Retype the entries below word for word, leaving none out.

══════

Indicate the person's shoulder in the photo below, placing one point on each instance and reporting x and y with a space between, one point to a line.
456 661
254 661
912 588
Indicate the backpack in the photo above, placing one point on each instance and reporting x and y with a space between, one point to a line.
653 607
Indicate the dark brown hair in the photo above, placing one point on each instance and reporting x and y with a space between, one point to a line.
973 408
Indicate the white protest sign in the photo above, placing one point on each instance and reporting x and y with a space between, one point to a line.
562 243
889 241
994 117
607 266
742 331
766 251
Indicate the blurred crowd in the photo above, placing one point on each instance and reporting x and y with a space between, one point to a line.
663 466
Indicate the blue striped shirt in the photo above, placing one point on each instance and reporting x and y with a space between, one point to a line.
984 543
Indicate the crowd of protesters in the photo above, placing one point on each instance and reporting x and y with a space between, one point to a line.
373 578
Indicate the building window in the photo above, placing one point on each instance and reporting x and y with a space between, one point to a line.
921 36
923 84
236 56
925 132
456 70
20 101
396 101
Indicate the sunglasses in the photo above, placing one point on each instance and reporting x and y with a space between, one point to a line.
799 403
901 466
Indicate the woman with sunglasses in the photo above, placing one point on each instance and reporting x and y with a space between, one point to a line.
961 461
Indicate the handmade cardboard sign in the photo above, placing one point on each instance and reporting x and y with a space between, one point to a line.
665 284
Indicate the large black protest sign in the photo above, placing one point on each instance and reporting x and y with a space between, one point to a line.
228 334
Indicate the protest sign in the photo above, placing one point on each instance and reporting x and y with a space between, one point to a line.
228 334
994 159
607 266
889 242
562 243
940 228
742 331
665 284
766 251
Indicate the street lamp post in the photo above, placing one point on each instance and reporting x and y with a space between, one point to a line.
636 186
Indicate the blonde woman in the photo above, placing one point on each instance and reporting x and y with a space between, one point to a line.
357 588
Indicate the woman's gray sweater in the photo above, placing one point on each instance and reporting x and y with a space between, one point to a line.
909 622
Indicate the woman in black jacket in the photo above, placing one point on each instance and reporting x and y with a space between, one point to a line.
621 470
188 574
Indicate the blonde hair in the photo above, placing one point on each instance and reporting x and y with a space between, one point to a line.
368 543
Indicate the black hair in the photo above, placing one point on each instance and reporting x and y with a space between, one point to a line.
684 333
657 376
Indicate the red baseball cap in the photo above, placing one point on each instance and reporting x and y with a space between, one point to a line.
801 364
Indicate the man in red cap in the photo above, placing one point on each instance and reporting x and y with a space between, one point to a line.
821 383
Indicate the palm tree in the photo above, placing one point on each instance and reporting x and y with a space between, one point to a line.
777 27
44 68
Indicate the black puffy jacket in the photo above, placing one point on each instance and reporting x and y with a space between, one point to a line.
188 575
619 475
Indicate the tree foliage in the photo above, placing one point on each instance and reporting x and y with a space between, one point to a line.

══════

*RESPONSE AREA*.
Indicate the person's shoulder in the photo below, placing one point on each instance and reporting x and y with a space between, one point to a line.
456 661
254 661
912 588
Indicate the backpack in the photo above, placing one point on each instance and reporting x and y with a space between, one point to a line.
653 607
Indicate the dark brown hair in the photo above, placing one point on each instance and reporting x and y with a space between, one point to a line.
973 408
Indicate the white protest sign in the photo above, placing one point on each instance and reporting x and y with a space between, one point to a line.
562 243
889 241
994 117
607 266
742 331
766 251
Indicate the blurred crowd in the photo above, placing one point on each instance and reporting x and y with a space between, one point to a line.
663 466
Indicate the blue striped shirt in the photo above, placing one point on each instance and reporting x and y with a space between, one point to a line.
984 543
Indicate the crowd of protesters in the photo above, placing one point on each instance and reporting x and y with a space between, one point to a line.
373 578
Indicate the building window in the photo above, placing one point on each instance and reporting x and y with a space between, one point to a line.
921 36
923 84
236 56
925 132
456 70
20 101
396 101
Indicate the sunglasses in the photo above, placing one point on each instance and reporting x and y with a space between, one point to a line.
799 403
901 466
Indicate the woman with sunglasses in the photo above, placing one point on each instance and reporting x and y with a space between, one point to a line.
961 461
Indicate the handmade cardboard sign in the photo above, placing one point on each instance and reporting x and y with a space between, one point to a line.
665 284
Indicate the large black protest sign in the photo above, placing one point on each instance and reporting x and y with a space between, one point to a line.
228 334
Indicate the protest sign in the photo above, placing one point on each instance and reporting x and y with a space between, one point to a line.
228 334
994 159
607 266
889 242
562 243
940 228
742 331
665 284
766 251
Indicate the street lamp post in the photo above, placing one point on each instance and reporting x and y with a space between, one point to a line.
636 186
Indicate the blonde woman in the photo above, placing one point on each instance and reporting x and y with a space between, one point to a line.
357 588
Indicate the woman's gray sweater in the photo above, placing one point on each instance and reporting x and y with a space between, one point to a line.
909 622
Indicate the woman in black jacket in the photo above, placing one point on each instance and reporting x and y with a space between, one point to a line.
621 470
188 574
Indicate the blonde hair in the photo above, placing one point on each instance and reporting x and y with a space between, one point to a line.
368 543
Indicate the black hair in the photo above, placing one point on each instance and reporting x and y with a space between, one point to a line.
684 333
657 376
Indicate the red baseball cap in the photo above, placing one point on each instance and reporting x and y with a space between, one point to a line.
801 364
Indicate the man in red cap in the photo above, placing one point on each instance and reporting x and y with a space between, one point to a line.
821 383
Indicate the palm tree in the photo above, placing one point on each instance and reporting x and y with a space between, one point to a line.
777 27
44 68
Indicate the black puffy jacket in the photo above, placing one point on each instance and reporting x and y with a space between, one point to a line.
188 575
619 475
Indicate the tree foliage in the photo above, placing one point on each instance and reporting x and y with a space between, one point to a line.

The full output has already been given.